## begin PROVIDED DATA
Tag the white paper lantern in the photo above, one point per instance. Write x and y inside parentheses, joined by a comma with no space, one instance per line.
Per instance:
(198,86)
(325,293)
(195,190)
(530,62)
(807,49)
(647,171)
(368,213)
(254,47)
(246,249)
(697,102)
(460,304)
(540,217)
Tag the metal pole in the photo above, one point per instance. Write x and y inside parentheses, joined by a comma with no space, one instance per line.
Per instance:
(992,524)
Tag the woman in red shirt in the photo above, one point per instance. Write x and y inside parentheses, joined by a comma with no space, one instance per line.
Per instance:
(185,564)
## end PROVIDED DATA
## begin PROVIDED DATA
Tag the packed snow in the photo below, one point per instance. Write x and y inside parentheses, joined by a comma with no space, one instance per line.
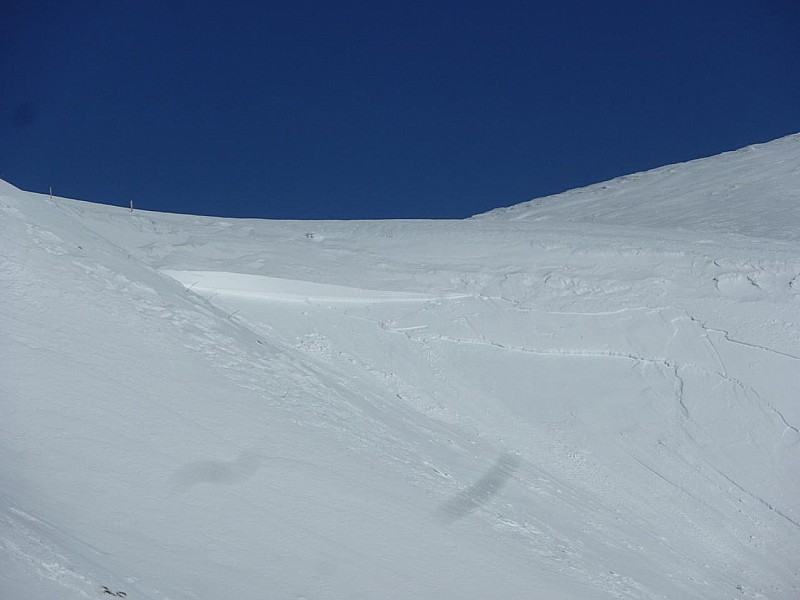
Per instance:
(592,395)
## end PROVIDED DATA
TASK PROMPT:
From the rows, pull out every line that contains the word "above".

EXERCISE ANSWER:
Tag the white paper lantern in the photo above, one point per instance. Write x and y inside parentheses, joined by a comma with no space, one instance per line.
Tag the metal pole in the photo above, one point per instance. Write x and y inside parentheses, joined by a comma with no space, one instance per line.
Tag the woman in red shirt in the photo above, one point per instance. Write x and y inside parentheses, joined by a comma with no space, one instance per line.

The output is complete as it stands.